- **STATED GOAL**
Count how many lines of the records below contain the string "house". Reply with that number only.

- **DATA SECTION**
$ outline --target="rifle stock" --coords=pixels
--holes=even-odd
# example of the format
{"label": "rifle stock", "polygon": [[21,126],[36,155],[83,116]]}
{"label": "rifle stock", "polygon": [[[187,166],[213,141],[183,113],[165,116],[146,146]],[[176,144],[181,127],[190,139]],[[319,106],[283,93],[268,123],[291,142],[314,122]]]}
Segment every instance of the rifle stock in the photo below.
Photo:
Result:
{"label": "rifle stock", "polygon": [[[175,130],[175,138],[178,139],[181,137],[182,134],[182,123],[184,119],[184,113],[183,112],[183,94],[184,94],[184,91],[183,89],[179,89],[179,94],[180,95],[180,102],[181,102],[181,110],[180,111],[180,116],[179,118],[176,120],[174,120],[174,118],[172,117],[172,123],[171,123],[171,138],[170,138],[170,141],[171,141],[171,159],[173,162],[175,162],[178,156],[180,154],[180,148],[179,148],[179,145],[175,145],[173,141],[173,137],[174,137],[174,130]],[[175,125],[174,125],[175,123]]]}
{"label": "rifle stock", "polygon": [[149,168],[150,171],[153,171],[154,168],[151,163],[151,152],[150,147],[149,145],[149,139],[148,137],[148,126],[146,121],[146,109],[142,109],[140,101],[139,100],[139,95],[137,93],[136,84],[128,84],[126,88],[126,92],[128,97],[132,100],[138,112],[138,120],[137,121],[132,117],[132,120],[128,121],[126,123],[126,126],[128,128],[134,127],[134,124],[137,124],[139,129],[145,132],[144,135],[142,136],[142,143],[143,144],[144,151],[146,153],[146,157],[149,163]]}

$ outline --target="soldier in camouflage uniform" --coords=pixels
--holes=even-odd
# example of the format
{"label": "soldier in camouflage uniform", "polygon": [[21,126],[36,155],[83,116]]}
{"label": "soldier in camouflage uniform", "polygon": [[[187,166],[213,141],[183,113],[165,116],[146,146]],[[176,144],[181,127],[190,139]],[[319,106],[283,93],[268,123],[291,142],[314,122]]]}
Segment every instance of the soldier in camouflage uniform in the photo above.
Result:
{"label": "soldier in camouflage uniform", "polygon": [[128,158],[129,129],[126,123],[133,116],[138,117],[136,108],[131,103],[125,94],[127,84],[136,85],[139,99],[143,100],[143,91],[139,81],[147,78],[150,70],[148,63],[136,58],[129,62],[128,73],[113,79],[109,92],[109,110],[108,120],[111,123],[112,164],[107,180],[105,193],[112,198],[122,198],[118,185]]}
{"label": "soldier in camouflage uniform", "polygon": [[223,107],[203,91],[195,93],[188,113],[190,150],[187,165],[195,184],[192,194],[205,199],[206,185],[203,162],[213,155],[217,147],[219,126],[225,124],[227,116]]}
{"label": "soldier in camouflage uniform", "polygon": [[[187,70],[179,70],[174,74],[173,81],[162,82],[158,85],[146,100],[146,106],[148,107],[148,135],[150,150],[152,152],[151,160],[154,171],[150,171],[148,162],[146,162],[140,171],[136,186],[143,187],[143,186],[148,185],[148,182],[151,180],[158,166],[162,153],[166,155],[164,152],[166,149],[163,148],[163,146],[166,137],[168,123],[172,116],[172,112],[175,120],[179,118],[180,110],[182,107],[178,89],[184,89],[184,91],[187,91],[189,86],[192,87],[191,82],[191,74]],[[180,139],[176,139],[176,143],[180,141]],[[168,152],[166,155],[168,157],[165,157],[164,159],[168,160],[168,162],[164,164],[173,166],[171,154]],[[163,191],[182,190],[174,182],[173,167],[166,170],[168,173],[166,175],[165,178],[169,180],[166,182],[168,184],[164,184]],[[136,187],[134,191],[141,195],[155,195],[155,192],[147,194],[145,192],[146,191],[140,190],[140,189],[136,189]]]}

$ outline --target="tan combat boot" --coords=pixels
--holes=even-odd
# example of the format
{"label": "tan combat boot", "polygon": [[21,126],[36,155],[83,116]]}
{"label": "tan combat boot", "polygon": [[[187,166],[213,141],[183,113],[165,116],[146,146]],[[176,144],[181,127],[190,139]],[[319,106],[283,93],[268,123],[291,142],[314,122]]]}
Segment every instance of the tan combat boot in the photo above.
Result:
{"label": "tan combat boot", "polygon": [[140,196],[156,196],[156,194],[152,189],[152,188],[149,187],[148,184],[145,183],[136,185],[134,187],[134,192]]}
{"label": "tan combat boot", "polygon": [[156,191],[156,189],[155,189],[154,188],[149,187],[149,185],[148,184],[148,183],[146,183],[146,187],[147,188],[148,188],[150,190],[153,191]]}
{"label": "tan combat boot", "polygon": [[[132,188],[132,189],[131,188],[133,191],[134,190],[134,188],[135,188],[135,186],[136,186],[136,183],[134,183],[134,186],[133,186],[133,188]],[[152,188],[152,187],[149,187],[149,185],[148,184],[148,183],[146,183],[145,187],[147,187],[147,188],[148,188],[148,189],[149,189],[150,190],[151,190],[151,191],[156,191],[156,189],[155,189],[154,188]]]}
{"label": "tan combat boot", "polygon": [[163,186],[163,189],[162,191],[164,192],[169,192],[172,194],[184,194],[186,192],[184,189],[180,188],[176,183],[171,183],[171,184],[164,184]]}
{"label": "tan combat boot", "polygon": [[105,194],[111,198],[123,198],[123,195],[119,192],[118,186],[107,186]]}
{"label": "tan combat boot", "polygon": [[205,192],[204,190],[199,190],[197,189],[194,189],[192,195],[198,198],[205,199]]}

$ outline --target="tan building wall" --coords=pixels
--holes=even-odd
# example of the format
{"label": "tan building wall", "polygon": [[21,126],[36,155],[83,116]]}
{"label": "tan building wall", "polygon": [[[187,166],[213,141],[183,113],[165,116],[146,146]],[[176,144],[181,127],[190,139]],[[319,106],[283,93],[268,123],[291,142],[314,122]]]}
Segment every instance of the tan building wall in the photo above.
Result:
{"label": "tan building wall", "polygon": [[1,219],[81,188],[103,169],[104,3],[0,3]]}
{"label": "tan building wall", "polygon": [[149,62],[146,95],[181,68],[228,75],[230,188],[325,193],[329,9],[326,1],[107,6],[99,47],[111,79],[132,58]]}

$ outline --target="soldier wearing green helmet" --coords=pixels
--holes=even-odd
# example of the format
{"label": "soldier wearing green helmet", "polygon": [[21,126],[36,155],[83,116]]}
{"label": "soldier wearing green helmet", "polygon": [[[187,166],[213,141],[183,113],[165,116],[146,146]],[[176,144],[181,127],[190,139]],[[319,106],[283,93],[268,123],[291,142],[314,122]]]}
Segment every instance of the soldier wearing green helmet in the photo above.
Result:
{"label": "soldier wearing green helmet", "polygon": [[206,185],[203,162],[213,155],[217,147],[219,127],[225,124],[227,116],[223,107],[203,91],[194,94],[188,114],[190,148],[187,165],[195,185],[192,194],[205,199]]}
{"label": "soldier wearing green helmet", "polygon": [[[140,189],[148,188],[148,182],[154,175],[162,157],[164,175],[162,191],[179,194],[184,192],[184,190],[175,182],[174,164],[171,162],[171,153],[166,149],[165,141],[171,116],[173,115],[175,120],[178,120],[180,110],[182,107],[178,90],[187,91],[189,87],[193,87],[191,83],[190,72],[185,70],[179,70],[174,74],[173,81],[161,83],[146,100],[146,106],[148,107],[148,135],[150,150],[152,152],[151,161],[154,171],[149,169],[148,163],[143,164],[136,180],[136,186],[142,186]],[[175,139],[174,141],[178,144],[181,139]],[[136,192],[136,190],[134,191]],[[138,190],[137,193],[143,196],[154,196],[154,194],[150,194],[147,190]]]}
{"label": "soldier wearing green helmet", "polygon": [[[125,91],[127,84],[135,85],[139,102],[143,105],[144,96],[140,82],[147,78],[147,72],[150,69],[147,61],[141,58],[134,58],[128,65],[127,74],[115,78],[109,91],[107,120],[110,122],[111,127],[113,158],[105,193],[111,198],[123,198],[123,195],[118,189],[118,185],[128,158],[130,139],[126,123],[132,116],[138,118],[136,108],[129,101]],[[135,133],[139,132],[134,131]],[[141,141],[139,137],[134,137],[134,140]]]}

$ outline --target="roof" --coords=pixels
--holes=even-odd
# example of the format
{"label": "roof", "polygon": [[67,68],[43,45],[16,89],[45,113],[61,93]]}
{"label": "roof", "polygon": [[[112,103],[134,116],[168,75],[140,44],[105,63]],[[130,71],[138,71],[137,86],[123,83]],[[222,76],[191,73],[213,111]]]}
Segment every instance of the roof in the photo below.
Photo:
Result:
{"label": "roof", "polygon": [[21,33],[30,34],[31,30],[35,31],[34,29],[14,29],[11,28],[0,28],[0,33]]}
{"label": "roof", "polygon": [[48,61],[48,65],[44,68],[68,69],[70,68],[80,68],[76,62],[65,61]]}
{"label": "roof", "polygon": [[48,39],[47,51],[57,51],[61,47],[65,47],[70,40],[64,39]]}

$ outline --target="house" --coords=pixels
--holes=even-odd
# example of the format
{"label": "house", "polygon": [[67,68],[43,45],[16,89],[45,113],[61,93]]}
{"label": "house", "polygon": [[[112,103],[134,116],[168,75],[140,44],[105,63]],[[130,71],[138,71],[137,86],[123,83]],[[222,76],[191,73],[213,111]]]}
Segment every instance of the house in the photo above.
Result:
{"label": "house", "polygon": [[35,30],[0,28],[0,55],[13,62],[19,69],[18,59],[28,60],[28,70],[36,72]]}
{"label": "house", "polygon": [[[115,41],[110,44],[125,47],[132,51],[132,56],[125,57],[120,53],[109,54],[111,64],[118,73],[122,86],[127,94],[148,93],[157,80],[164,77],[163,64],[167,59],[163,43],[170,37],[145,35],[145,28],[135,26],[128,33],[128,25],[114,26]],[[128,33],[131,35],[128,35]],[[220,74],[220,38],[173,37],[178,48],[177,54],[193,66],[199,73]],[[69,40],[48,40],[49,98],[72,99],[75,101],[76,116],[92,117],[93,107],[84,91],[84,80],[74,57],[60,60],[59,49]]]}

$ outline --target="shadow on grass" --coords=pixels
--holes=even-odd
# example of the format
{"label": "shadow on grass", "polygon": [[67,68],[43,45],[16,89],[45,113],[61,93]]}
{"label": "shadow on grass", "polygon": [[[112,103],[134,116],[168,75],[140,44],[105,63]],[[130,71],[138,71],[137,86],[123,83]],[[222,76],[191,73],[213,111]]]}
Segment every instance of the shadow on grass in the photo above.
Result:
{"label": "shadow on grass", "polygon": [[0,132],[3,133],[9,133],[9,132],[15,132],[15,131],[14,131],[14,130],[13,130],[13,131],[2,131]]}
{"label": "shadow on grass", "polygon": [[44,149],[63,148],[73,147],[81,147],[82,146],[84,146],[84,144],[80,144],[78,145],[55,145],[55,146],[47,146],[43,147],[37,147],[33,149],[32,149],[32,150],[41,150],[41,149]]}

- **EXERCISE RESULT**
6